>> start Record list

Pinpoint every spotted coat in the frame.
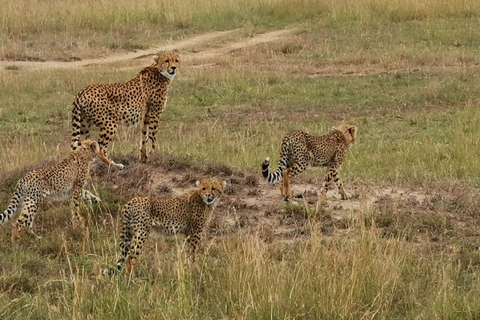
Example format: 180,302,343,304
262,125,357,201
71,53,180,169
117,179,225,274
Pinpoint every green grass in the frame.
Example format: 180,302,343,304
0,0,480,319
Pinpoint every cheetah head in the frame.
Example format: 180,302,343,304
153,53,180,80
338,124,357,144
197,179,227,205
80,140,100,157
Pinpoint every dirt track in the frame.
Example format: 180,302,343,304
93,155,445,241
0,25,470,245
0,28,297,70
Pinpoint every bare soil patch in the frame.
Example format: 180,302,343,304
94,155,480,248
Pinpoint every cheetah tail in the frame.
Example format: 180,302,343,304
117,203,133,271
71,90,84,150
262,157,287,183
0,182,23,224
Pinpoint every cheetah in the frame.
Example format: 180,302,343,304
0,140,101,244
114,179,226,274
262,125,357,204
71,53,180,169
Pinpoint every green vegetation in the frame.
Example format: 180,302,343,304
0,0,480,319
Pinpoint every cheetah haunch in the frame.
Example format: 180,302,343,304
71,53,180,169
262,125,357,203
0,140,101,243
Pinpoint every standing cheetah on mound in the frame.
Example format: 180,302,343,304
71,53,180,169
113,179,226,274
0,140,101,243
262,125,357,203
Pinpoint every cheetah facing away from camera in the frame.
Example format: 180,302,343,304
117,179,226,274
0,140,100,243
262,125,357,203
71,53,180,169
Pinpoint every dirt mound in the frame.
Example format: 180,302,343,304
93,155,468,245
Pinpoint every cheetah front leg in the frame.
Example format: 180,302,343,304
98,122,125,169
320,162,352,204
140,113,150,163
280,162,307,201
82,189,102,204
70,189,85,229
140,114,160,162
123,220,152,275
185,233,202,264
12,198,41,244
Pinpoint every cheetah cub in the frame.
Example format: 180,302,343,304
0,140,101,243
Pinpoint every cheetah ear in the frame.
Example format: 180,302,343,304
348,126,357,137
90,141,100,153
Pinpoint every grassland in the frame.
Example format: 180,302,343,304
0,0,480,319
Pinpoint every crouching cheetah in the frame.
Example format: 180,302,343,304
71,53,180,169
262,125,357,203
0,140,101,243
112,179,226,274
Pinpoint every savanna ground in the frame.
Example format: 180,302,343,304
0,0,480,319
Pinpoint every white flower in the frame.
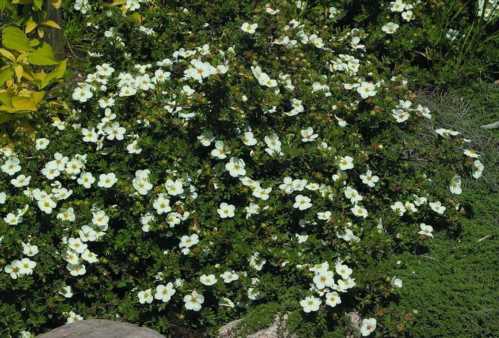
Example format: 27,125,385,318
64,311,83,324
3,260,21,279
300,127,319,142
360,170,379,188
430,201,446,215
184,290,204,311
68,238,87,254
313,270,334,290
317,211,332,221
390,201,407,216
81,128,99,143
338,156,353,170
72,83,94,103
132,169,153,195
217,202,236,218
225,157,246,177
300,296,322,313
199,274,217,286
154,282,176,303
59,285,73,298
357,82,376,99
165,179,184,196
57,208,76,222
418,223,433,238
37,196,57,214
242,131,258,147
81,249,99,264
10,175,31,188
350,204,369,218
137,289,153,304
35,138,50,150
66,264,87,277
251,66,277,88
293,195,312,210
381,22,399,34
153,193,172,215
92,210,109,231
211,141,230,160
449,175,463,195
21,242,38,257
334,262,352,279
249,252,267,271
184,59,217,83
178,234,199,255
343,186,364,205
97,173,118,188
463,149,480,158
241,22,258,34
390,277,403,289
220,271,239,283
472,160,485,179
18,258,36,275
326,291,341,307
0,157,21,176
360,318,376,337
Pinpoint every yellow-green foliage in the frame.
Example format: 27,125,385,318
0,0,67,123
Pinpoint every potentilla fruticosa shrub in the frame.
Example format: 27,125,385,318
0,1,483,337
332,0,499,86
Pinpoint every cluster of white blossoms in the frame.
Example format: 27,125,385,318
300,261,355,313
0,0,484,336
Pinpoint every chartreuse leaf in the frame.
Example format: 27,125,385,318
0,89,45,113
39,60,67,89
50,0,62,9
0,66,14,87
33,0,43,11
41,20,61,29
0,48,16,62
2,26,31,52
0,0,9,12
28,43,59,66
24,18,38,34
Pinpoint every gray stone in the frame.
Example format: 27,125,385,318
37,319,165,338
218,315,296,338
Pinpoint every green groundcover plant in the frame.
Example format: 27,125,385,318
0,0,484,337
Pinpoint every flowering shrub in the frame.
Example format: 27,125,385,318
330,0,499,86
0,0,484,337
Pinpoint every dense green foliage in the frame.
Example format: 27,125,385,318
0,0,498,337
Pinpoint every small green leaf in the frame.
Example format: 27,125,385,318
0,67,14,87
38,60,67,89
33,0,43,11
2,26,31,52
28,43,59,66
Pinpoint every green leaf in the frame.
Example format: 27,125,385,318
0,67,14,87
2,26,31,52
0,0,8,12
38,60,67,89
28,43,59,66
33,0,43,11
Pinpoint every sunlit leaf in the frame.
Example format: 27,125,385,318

>> end Record list

* Stated goal: Reproduce all of the source data above verbatim, omitting the pictures.

* Reply:
Pinpoint every spotted coat in the frame.
Example format: 180,302,343,304
262,125,357,201
71,53,180,169
117,179,225,274
Pinpoint every green grass in the frame.
Example format: 180,302,343,304
0,0,480,319
Pinpoint every cheetah head in the frame.
Example format: 180,302,343,304
153,53,180,80
338,124,357,144
197,179,227,205
80,140,100,157
Pinpoint every dirt track in the frame.
Example format: 180,302,343,304
93,155,445,241
0,25,470,245
0,28,297,70
Pinpoint every bare soil patch in the frame.
Example format: 180,302,343,304
94,155,480,248
Pinpoint every cheetah tail in the frame.
Example format: 180,302,343,304
117,203,133,271
71,90,84,150
262,157,287,183
0,182,23,224
Pinpoint every cheetah in the frame.
Example format: 180,302,343,304
0,140,101,244
114,179,226,274
262,125,357,204
71,53,180,169
Pinpoint every green vegetation in the frame.
Example format: 180,302,343,304
0,0,480,319
Pinpoint every cheetah haunch in the frame.
Example format: 180,302,343,304
71,53,180,169
262,125,357,203
0,140,101,243
Pinpoint every standing cheetah on mound in the frame.
Example format: 180,302,343,304
71,53,180,169
113,179,226,274
0,140,101,243
262,125,357,203
Pinpoint every cheetah facing away from camera in the frame.
Example format: 180,302,343,304
117,179,226,274
0,140,100,243
262,125,357,203
71,53,180,169
Pinpoint every dirt mound in the frame.
Example format: 180,302,343,304
93,155,468,245
Pinpoint every cheetah front leg in the frame.
Example format: 180,302,343,304
98,122,125,169
320,162,352,204
140,113,150,163
280,162,307,201
82,189,102,204
70,189,85,229
140,114,160,162
123,220,152,275
185,233,202,264
12,198,41,244
Pinpoint every cheetah cub in the frame.
Example format: 180,302,343,304
0,140,101,243
Pinpoint every cheetah ear in the frame.
Example format: 180,302,343,304
348,126,357,137
90,141,100,153
Pinpoint every grassland in the frame.
Example format: 180,302,343,304
0,0,480,319
Pinpoint every crouching cheetah in the frame.
Example format: 180,302,343,304
71,53,180,169
262,125,357,203
0,140,101,243
112,179,226,274
Pinpoint every savanna ground in the frame.
Example format: 180,302,343,304
0,0,480,319
Pinpoint every white flower in the frame.
Example format: 27,125,385,318
64,311,83,324
3,260,21,279
300,127,319,142
360,170,379,188
430,201,446,215
184,290,204,311
68,238,87,254
313,270,334,290
317,211,332,221
390,201,407,216
81,128,99,143
338,156,353,170
72,83,94,103
132,169,153,195
217,202,236,218
225,157,246,177
300,296,322,313
199,274,217,286
154,282,176,303
59,285,73,298
357,82,376,99
165,179,184,196
57,208,76,222
418,223,433,238
37,196,57,214
242,131,258,147
81,249,99,264
10,175,31,188
350,204,369,218
137,289,153,304
35,138,50,150
66,264,87,277
251,66,277,88
293,195,312,210
381,22,399,34
153,193,172,215
92,210,109,231
211,141,230,160
449,175,463,195
21,242,38,257
334,262,352,279
249,252,267,271
184,59,217,83
178,234,199,255
343,186,364,205
97,173,118,188
463,149,480,158
241,22,258,34
390,277,403,289
220,271,239,283
472,160,485,179
18,258,36,275
326,291,341,307
0,157,21,176
360,318,376,337
Pinpoint every yellow-green foliage in the frame.
Example format: 27,125,385,318
0,0,67,123
Pinpoint every potentilla fruticosa shrub in the frame.
Example format: 27,125,385,318
0,1,483,337
332,0,499,86
Pinpoint every cluster of white blossoms in the frame.
Example format: 27,125,385,318
300,261,355,313
0,0,484,336
Pinpoint every chartreuse leaf in the frame.
Example format: 27,125,385,318
0,89,45,113
39,60,67,89
50,0,62,9
0,66,14,87
33,0,43,11
41,20,61,29
0,48,16,62
2,26,31,52
0,0,9,12
28,43,59,66
24,18,38,34
Pinpoint every gray stone in the frame.
Example format: 27,125,385,318
37,319,165,338
218,315,296,338
Pinpoint every green groundcover plant in the frame.
Example format: 27,125,385,318
0,0,484,337
Pinpoint every flowering shrub in the frame.
Example format: 27,125,385,318
330,0,499,86
0,0,484,337
Pinpoint every dense green foliage in the frame.
Example format: 27,125,385,318
0,0,498,337
Pinpoint every small green leaf in the frame.
Example format: 27,125,385,318
0,67,14,87
38,60,67,89
33,0,43,11
2,26,31,52
28,43,59,66
Pinpoint every green leaf in the frame.
Example format: 27,125,385,318
0,67,14,87
2,26,31,52
0,0,8,12
38,60,67,89
28,43,59,66
33,0,43,11
Pinpoint every sunlit leaf in the frame.
Example format: 27,125,385,318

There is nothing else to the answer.